> **Compito assegnato A**
Ripeti parola per parola il brano sull'opera di Eve Ensler da "Monologhi fatti da" a "di tanto trionfo.".

> **Brano estratto**
• • • • •

Naturalmente tutto deciso all’ insaputa dei genitori i quali hanno prontamente chiesto lumi.
Il filo conduttore dell’opera è ovviamente una metafora sulla vagina osservata dal punto di vista dei soprusi, degli abusi e delle violenze che ha subito nei secoli.
Non è solo questo però è l’obiettivo della narrazione, la quale include anche la visione della vagina come organo di piacere.

LE LOTTE FEMMINISTE VANNO BEN OLTRE

Questa opera è il risultato di interviste dell’autrice con donne, anche molto diverse tra loro, ed ha l’ obiettivo di “dare voce al corpo femminile” considerato, sempre secondo Eve Ensler, abusato, e di rendere le donne sempre più consapevoli del proprio piacere e del proprio diritto ad esprimersi.
Racchiude una trentina di monologhi incentrati sulla vagina, alcuni espressi in una sorta di versi poetici, altri in testi narrativi con titoli imbarazzanti quale ad esempio “La donna che amava fare felici le vagine”.
Monologhi fatti da donne diverse sia per estrazione sociale che per conoscenze culturali ma che hanno in comune lo stesso problema: la vagina; ed Eva Ensler, dando voce a questo organo, ha ottenuto un successo strepitoso.
Sarei grata se qualcuno mi spiegasse il motivo di tanto trionfo.
Quest’opera scritta nel 1996 è arrivata decisamente “a scoppio ritardato”.
Le donne, le lotte per vedere riconosciuti i propri diritti in campo sociale, le hanno iniziate molto prima del 1996 attraverso campagne serie pagate anche in termini di pesanti stigma sociali, non di certo attraverso la vagina.
A me questo testo appare come una sorta di ritorno nostalgico al tempo in cui anche portare la gonna sopra al ginocchio faceva storcere il naso ad una società forse un po’ troppo bigotta.
Al giorno d’oggi le ragazze sono molto libere di decidere cosa fare, come fare, quando fare quello che vogliono.
Siamo sicuri che banalizzando la vagina, rendendola protagonista di un monologo non necessario ai fini dell’emancipazione femminile, renda giustizia alle donne?
Quale è il senso di portare questi contenuti in un liceo davanti ad un pubblico adolescente?
Perché usare un testo che intende veicolare temi importanti con contenuti espliciti e spinti? Testi che parlano di violenza e abusi sessuali infantili suggerendo come esperienza sessuale positiva di guarigione dal trauma, esperienze sessuali vissute con una donna adulta?

• • • • •

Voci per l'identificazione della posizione
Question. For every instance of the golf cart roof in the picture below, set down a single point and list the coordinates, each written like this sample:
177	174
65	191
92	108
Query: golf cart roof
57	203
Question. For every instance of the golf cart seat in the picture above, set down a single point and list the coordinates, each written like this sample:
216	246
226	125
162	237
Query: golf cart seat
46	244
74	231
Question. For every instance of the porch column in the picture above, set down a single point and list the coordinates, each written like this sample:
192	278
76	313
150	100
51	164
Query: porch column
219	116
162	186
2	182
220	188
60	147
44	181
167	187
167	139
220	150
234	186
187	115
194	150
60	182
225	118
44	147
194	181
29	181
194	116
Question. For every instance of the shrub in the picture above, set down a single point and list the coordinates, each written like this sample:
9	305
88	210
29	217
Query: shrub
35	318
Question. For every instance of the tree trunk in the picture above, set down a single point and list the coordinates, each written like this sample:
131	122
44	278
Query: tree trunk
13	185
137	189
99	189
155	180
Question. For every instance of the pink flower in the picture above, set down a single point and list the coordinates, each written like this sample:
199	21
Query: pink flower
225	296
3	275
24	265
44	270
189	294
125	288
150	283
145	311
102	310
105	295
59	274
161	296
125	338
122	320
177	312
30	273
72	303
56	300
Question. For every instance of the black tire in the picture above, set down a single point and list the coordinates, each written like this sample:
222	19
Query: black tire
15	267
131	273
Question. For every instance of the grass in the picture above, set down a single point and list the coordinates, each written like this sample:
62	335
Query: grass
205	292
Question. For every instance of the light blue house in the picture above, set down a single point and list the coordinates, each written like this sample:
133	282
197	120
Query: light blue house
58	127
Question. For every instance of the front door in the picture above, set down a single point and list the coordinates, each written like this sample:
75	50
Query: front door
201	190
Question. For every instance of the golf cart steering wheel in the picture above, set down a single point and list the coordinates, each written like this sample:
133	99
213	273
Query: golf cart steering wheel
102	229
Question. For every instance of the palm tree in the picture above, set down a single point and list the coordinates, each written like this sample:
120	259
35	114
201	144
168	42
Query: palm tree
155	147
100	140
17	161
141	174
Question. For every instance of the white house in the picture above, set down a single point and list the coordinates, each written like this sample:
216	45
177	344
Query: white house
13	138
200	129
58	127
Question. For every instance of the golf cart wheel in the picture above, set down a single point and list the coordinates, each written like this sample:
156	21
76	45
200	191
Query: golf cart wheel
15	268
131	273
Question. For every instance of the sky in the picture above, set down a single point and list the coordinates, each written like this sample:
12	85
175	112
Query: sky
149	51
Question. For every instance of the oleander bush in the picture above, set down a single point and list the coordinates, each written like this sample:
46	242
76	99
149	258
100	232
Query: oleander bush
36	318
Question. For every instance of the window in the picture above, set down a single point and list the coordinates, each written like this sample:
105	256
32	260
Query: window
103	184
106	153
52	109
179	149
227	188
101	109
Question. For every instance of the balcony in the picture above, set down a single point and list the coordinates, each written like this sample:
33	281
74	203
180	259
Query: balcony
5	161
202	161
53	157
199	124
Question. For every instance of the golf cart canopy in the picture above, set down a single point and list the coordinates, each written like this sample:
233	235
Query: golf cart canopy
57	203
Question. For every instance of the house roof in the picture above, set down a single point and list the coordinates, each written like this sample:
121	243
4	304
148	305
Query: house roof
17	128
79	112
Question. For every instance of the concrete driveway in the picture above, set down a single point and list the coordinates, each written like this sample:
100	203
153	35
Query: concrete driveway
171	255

• • • • •

> **Compito assegnato B**
Riscrivi soltanto le righe dell'elenco che vanno dalla riga con "Question. For every instance of the house" fino alla fine dell'elenco, sostituendo "house roof" con "building roof" e lasciando invariato tutto il resto.

> **Risposta completa A**
Monologhi fatti da donne diverse sia per estrazione sociale che per conoscenze culturali ma che hanno in comune lo stesso problema: la vagina; ed Eva Ensler, dando voce a questo organo, ha ottenuto un successo strepitoso.
Sarei grata se qualcuno mi spiegasse il motivo di tanto trionfo.

> **Risposta completa B**
Question. For every instance of the building roof in the picture above, set down a single point and list the coordinates, each written like this sample:
121	243
4	304
148	305
Query: building roof
17	128
79	112
Question. For every instance of the concrete driveway in the picture above, set down a single point and list the coordinates, each written like this sample:
100	203
153	35
Query: concrete driveway
171	255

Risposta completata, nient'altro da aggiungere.